§ Directive: Pick out every line of the records below that contains the word "hair", and copy each one.
---
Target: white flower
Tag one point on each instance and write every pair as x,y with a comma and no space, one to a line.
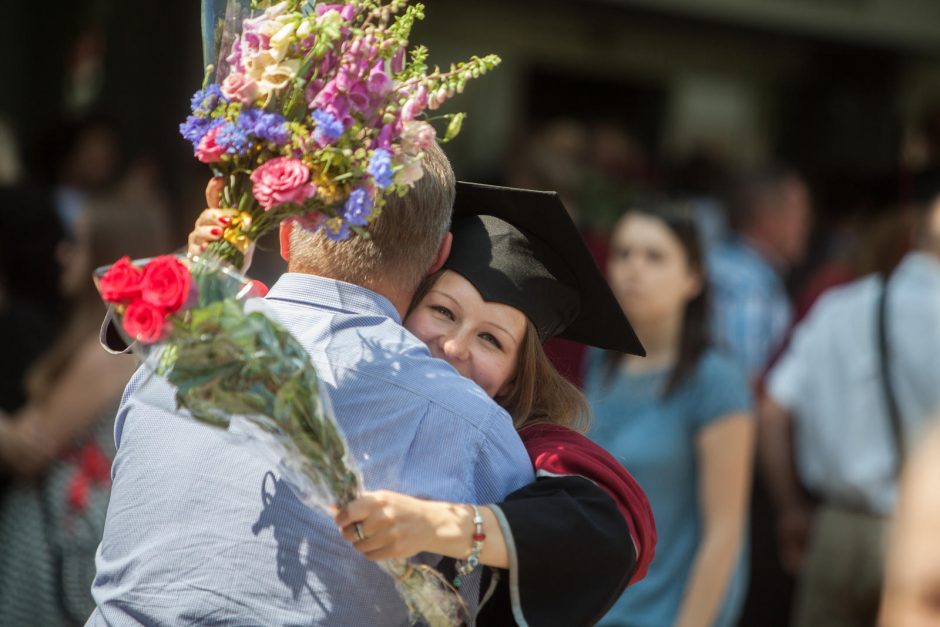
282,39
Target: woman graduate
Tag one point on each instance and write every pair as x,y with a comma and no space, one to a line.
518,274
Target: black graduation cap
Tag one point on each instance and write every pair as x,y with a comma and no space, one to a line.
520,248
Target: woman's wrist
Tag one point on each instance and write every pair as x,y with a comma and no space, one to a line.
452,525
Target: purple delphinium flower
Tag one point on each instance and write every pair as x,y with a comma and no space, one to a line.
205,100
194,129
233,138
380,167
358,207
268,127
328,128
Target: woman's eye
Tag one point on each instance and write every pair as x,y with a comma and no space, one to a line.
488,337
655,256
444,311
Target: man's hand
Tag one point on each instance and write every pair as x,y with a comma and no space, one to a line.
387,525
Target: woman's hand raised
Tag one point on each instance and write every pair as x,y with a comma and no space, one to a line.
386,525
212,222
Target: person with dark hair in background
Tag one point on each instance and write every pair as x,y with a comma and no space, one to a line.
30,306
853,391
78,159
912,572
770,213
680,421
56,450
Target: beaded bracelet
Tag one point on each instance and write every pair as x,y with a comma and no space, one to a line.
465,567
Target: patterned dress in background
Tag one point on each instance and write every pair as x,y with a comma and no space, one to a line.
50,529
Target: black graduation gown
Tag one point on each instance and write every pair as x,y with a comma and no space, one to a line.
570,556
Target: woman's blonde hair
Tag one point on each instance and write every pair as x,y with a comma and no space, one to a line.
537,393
---
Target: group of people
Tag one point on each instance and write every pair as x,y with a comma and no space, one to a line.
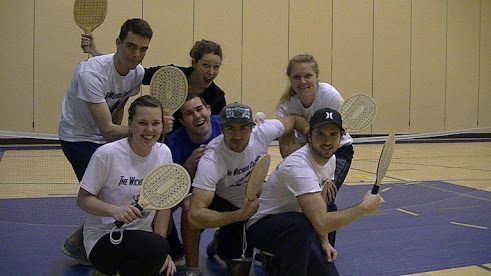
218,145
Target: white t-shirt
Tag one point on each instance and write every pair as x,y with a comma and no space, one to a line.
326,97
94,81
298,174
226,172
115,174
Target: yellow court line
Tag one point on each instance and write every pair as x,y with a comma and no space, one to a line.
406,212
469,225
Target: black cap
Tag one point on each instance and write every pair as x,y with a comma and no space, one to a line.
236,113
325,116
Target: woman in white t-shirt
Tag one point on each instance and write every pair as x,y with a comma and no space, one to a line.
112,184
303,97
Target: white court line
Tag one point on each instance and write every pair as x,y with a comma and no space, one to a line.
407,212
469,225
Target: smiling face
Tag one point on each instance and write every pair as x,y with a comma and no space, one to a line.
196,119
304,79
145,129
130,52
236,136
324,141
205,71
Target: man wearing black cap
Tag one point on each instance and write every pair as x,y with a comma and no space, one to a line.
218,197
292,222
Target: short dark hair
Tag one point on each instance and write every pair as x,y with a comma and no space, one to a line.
---
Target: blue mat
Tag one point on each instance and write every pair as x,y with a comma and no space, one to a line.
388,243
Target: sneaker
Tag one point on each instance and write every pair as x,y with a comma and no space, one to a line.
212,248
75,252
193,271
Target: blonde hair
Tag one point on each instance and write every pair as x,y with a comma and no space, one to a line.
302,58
---
§ Expected answer:
Target: person with dark hair in background
Target: woman's blonde hair
Target: short dark hair
Target: blonde hair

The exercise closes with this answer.